> _Description of the task_: Collect each line of the listing below that contains the word "white", and copy those lines in full.

# Start of Entries provided

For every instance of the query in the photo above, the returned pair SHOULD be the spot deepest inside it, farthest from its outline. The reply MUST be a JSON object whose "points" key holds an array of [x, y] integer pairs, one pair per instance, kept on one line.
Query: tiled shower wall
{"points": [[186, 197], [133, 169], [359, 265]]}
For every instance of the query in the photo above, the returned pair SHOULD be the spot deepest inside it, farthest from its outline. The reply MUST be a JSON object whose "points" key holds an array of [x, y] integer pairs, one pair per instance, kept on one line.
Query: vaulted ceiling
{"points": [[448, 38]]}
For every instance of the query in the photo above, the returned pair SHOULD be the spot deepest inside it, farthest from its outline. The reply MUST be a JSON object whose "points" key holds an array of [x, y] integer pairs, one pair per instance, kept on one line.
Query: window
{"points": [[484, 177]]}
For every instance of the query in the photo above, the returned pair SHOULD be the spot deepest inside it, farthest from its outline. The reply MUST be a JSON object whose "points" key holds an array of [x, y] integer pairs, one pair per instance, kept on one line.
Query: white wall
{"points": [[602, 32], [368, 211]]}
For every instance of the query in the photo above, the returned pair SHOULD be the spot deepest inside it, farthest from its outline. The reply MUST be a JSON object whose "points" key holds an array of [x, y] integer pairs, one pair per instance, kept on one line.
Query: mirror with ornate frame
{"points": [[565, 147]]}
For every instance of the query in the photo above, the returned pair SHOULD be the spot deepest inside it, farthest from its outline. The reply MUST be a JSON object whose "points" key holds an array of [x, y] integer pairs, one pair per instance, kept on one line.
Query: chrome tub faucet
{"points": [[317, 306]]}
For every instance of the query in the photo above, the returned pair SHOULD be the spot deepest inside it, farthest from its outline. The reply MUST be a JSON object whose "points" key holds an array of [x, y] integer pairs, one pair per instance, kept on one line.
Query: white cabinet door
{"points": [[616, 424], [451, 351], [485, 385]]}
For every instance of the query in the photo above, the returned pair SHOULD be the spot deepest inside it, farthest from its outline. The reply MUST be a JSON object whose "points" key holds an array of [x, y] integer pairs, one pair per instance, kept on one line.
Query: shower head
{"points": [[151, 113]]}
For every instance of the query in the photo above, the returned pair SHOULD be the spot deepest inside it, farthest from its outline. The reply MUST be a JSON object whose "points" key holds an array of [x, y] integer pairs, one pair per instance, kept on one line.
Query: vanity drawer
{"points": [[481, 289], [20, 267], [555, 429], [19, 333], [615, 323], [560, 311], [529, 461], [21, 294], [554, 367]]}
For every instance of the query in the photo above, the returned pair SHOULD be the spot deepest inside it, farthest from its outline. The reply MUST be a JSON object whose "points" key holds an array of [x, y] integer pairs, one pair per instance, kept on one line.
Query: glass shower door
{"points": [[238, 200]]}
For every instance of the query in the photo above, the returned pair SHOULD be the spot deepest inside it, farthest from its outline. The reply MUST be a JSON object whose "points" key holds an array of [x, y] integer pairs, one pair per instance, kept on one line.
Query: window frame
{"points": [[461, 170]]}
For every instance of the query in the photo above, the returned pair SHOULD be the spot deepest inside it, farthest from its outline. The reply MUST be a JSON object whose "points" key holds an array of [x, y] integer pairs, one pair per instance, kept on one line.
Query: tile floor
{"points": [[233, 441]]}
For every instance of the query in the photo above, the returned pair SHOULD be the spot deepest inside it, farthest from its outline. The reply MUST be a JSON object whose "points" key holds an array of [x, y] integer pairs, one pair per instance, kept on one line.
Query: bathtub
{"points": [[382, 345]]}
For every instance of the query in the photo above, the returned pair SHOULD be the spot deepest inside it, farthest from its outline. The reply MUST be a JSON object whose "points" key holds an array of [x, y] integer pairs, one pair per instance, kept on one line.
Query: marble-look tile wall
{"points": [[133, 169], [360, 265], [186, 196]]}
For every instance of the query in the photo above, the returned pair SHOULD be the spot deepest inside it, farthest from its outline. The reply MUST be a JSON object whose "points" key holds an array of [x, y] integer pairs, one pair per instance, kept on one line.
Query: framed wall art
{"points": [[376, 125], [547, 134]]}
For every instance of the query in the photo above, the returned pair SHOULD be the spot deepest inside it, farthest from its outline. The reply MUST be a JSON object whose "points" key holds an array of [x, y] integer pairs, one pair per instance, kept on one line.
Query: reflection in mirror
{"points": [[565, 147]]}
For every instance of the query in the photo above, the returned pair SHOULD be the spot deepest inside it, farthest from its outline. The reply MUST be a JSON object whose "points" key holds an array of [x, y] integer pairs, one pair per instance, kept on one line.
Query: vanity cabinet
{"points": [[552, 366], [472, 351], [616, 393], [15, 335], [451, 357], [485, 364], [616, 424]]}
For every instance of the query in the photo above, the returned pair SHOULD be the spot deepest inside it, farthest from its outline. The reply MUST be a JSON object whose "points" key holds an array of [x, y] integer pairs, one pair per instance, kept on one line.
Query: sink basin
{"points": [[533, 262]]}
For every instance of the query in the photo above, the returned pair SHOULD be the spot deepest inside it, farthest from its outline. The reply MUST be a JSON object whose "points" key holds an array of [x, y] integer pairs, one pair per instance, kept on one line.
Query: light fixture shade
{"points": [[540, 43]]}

# End of Entries provided

> _Answer in full_:
Query: white wall
Query: white cabinet door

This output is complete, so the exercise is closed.